South Whidbey Record


Teen driver escapes icy crash on Saratoga Road unharmed

South Whidbey Record Editor
January 4, 2013 · Updated 4:18 PM

Firefighter Jeff Parker fights his way through the brambles to switch off the running motor of the Toyota Tacoma lying upside down below Saratoga Road Thursday. / Jim Larsen / The Record

A young driver escaped injury Thursday afternoon when the pickup she was driving hit an icy patch on Saratoga Road, sending it off the roadway into a deep ravine.

The accident happened about a mile north of Langley. It was a sunny day, but Saratoga Road’s northern exposure guarded by tall fir and alder trees protects the pavement from the sun’s rays, keeping it icy long after most others roads are free and clear.

South Whidbey Fire/EMS, Langley Police Chief Randy Heston, and Island County Sheriff’s Lt. Evan Tingstad responded, along with Whidbey Ambulance. Driver Grace Mathew, 16, was shaken but unhurt. After being checked out by medics inside the ambulance, she stepped into her mother’s vehicle for a solemn ride home.

• [DATA EXTRACT]
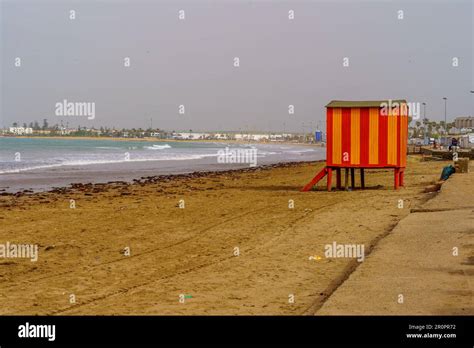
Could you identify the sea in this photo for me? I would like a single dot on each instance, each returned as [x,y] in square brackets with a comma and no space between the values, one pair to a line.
[41,164]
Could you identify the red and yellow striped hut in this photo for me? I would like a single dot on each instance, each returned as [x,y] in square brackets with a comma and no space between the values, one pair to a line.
[365,134]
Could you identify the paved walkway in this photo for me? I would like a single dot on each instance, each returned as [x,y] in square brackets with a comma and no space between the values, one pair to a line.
[413,270]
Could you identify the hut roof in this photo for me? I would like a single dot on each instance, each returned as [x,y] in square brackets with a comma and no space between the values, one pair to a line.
[362,103]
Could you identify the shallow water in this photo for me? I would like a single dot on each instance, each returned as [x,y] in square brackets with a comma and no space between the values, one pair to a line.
[41,164]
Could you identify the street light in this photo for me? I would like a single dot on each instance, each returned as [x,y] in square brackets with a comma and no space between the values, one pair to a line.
[425,136]
[445,122]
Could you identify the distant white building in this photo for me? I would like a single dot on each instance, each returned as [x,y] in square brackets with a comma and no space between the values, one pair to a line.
[21,130]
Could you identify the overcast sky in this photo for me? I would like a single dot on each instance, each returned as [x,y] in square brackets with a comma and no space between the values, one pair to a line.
[191,62]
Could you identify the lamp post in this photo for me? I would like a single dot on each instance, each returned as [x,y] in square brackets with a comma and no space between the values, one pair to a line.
[445,122]
[425,136]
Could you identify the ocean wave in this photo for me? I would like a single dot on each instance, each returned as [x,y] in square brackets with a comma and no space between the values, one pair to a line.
[158,147]
[104,161]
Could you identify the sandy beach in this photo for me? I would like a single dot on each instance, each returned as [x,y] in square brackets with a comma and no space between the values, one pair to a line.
[212,243]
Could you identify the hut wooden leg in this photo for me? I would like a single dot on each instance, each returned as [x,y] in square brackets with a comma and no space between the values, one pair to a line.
[346,179]
[397,178]
[329,179]
[353,178]
[338,178]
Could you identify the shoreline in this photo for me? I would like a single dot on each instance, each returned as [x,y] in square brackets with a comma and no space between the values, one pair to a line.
[156,178]
[151,139]
[182,231]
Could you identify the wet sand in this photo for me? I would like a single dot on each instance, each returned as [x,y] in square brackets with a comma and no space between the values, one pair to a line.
[235,248]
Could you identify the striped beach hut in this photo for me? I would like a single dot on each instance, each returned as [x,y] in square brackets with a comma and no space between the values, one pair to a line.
[364,134]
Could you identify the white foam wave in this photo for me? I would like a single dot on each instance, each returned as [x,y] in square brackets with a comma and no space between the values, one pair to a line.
[158,147]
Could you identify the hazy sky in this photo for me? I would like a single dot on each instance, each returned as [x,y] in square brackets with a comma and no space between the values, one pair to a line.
[191,62]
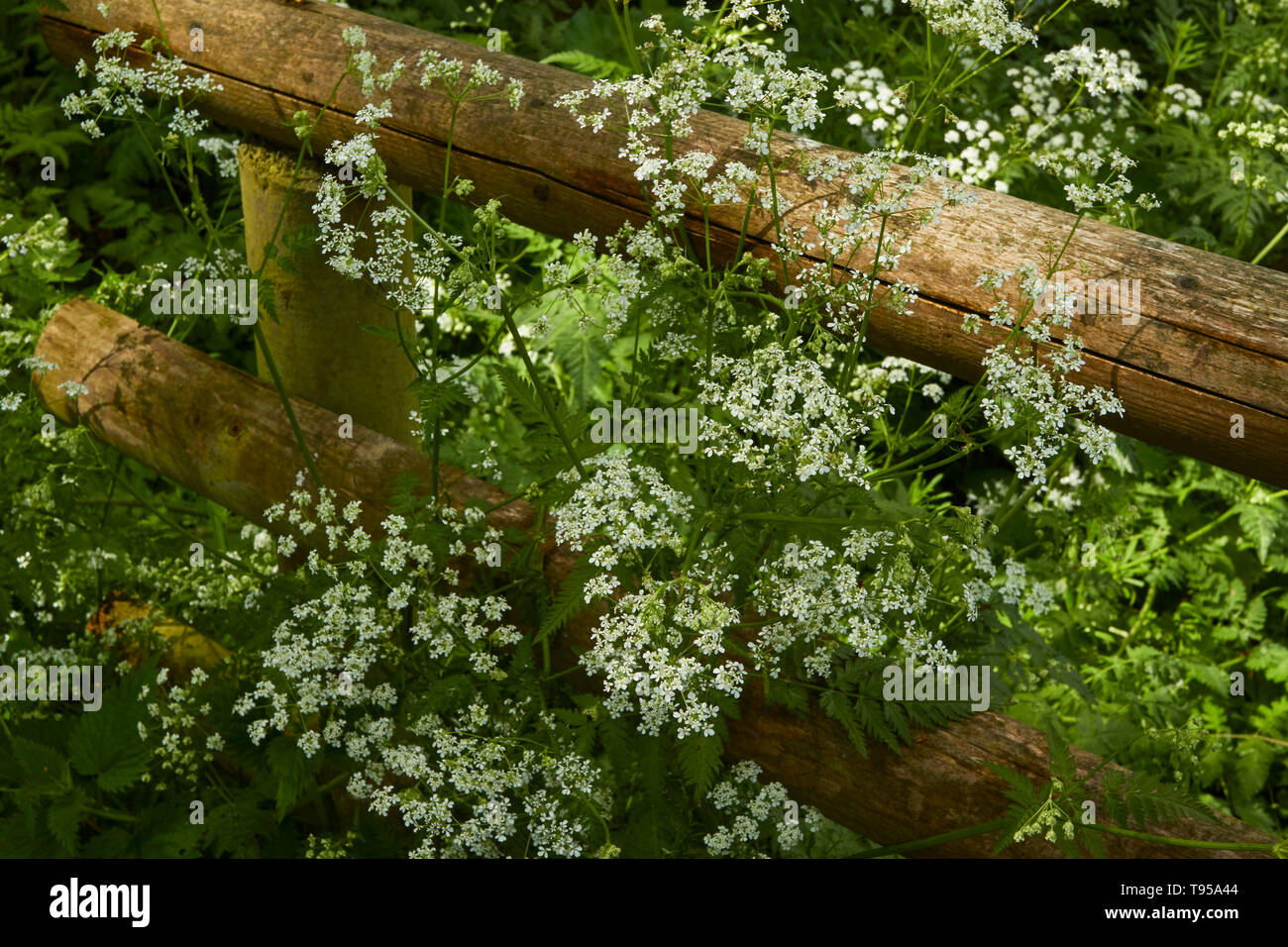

• [TASKS TO PERFORM]
1: Write out the stretch of the news report on the Saratoga Road crash from "South Whidbey Record Editor" through "free and clear.".
2: Continue the news report on the Saratoga Road crash from the point where it stops.

• [ANSWERS BELOW]
1:
South Whidbey Record Editor
January 4, 2013 · Updated 4:18 PM

Firefighter Jeff Parker fights his way through the brambles to switch off the running motor of the Toyota Tacoma lying upside down below Saratoga Road Thursday. / Jim Larsen / The Record

A young driver escaped injury Thursday afternoon when the pickup she was driving hit an icy patch on Saratoga Road, sending it off the roadway into a deep ravine.

The accident happened about a mile north of Langley. It was a sunny day, but Saratoga Road’s northern exposure guarded by tall fir and alder trees protects the pavement from the sun’s rays, keeping it icy long after most others roads are free and clear.

2:
Her mother, Theresa Mathew, said “she’s OK, just scared.” A resident of the area, she said she was always telling her daughter to be careful and watchful for ice when driving. She made Grace, who attends college classes at Skagit Valley College, wait until she was 16 ½ before she could drive.

“I’m just glad that she is OK,” said Theresa. “It was a learning experience.” Jim Larsen / The Record | Firefighter Jeff Parker fights his way through the brambles to switch off the running motor of the Toyota Tacoma lying upside down below Saratoga Road Thursday.

Theresa Mathew arrived at the scene about five minutes after South Whidbey Fire/EMS. Her daughter was already out of the vehicle and standing on the road, approximately 10-feet above her pickup. She was uncertain if Grace got out of the vehicle by herself or was helped out. Her first notification was a cell phone call from her daughter. “All I heard was ‘Saratoga Road’ and I started driving and found this,” she said.

There were skid marks on the ice and grass as the northbound vehicle crossed the other lane, flipped over, crashed through thick blackberry vines and landed on its top, with the front end pointing back toward the road.

The Toyota Tacoma was barely visible from the road. Lt. Tingstad noted that had it not been for the skid marks, it could have gone unseen for a long time.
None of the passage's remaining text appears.